WRITTEN REQUEST:
Quote all of the records below word for word, leaving the picture out of your answer.

RAW RECORDS:
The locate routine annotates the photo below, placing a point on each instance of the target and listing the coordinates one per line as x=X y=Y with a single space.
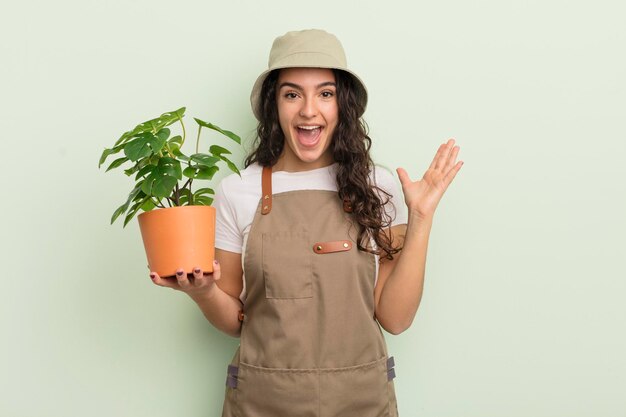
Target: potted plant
x=178 y=223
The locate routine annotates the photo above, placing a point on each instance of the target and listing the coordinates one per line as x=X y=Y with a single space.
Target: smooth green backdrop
x=523 y=312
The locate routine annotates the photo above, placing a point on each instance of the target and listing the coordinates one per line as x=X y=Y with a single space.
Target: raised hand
x=423 y=196
x=192 y=284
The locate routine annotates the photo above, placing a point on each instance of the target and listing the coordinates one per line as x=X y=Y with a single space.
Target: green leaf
x=226 y=133
x=190 y=172
x=138 y=148
x=132 y=196
x=184 y=200
x=180 y=155
x=163 y=178
x=148 y=205
x=203 y=201
x=204 y=160
x=175 y=142
x=143 y=171
x=158 y=141
x=170 y=166
x=116 y=163
x=206 y=173
x=163 y=186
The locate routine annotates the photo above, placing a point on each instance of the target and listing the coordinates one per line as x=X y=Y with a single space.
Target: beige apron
x=310 y=344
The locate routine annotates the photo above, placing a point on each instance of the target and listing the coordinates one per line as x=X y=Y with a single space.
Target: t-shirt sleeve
x=395 y=208
x=227 y=234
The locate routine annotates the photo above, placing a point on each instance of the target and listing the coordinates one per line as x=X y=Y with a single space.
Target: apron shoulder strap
x=266 y=189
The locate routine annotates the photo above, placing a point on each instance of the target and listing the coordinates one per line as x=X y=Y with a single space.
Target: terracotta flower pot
x=179 y=237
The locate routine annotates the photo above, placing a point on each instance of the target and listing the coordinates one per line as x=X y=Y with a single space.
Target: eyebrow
x=299 y=87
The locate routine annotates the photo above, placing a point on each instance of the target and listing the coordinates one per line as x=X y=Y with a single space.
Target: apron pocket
x=267 y=392
x=356 y=391
x=287 y=268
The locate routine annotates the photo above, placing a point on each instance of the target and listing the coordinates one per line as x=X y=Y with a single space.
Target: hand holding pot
x=195 y=284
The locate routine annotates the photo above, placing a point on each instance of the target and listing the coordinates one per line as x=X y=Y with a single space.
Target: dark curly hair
x=350 y=148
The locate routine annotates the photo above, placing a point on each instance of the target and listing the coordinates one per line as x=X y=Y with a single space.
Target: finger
x=163 y=282
x=452 y=173
x=182 y=280
x=198 y=277
x=445 y=151
x=403 y=176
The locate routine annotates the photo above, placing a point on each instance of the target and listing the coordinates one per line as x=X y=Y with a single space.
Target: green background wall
x=523 y=312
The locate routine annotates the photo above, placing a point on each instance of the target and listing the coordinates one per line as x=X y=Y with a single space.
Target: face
x=308 y=114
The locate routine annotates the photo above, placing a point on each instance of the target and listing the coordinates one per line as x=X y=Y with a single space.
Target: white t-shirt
x=237 y=198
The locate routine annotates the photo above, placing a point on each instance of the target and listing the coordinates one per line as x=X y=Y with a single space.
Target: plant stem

TASK SOLUTION:
The locate routine annotates the photo below, placing a point on each instance of the target and listing the coordinates one per line as x=X y=Y with a single space.
Target: potted plant
x=178 y=223
The locate routine annotates the photo above, placing a point on each instance of the target and listing the coordinates one per line as x=X y=Y with a single space.
Target: smooth green backdrop
x=523 y=312
The locate routine annotates the photo above, placing a point on each instance of the target and listing the coordinates one per line as x=X y=Y with a single space.
Target: raised hand
x=423 y=196
x=192 y=284
The locate routine annotates the photo above, placing a point on each instance of the target and listing the coordinates one per line as x=X y=Y with a single space.
Target: green leaf
x=226 y=133
x=190 y=172
x=138 y=148
x=132 y=196
x=184 y=200
x=180 y=155
x=163 y=178
x=148 y=205
x=203 y=201
x=204 y=160
x=175 y=142
x=143 y=171
x=158 y=141
x=170 y=166
x=116 y=163
x=206 y=173
x=163 y=186
The locate routine annotates the photo above, placing a point on each instance of the target and listing the coordinates one per line as x=X y=Y with a single space.
Target: beige apron
x=310 y=344
The locate routine annotates the photo above, placing a point on each instance of the target and listing the coordinates one per line as x=X y=Y with a single space.
Target: t-shirt sleeve
x=395 y=208
x=227 y=234
The locate routine annotates the photo above, placing a point on each instance of the target and listing the coordinates one per line as x=X y=Y with a single space.
Target: apron shoulder strap
x=266 y=189
The locate routine annotates the photo above, placing a point on each instance of the target and listing the coordinates one per line as x=X y=Y with a single space.
Target: terracotta flower pot
x=179 y=237
The locate routine annotates the photo above, placing a point on each instance of the target and listing the coordinates one per line as x=X y=Y with a single space.
Target: eyebrow
x=299 y=87
The locate routine annotates the photo above, placing a point on each instance of the target and listing the coordinates one per line as x=X y=Y with a single space.
Target: apron pocket
x=267 y=392
x=356 y=391
x=287 y=268
The locate routine annotates the photo above, placing a point on each instance of the target and listing the coordinates one per line as x=X y=Y with a single space.
Target: hand holding pot
x=195 y=284
The locate routine annotates the photo above, placing a point on each instance of the target and listing the coordinates one per line as x=X y=Y with a single space.
Target: dark curly hair
x=350 y=148
The locate routine annotates the photo above, placing a point on each instance of the target and listing the coordinates one per line as x=X y=Y with a single space.
Target: finger
x=163 y=282
x=452 y=173
x=182 y=280
x=198 y=277
x=445 y=151
x=403 y=176
The locate routine annotates the photo above, placing a point on each instance of the target and listing the coordinates one per line as x=X y=Y with a single space.
Target: green background wall
x=523 y=312
The locate routine annotates the photo above, placing a point on each instance of the target and listing the coordinates one per line as x=X y=Y with a single space.
Target: face
x=308 y=114
The locate routine annotates the photo above, placing a point on each instance of the target and listing the coordinates one per line as x=X y=Y with a single space.
Target: white t-shirt
x=237 y=198
The locate routine annotates the photo above, placing a point on each instance of the target and listing the coordinates one per line as x=X y=Y with a single space.
Target: plant stem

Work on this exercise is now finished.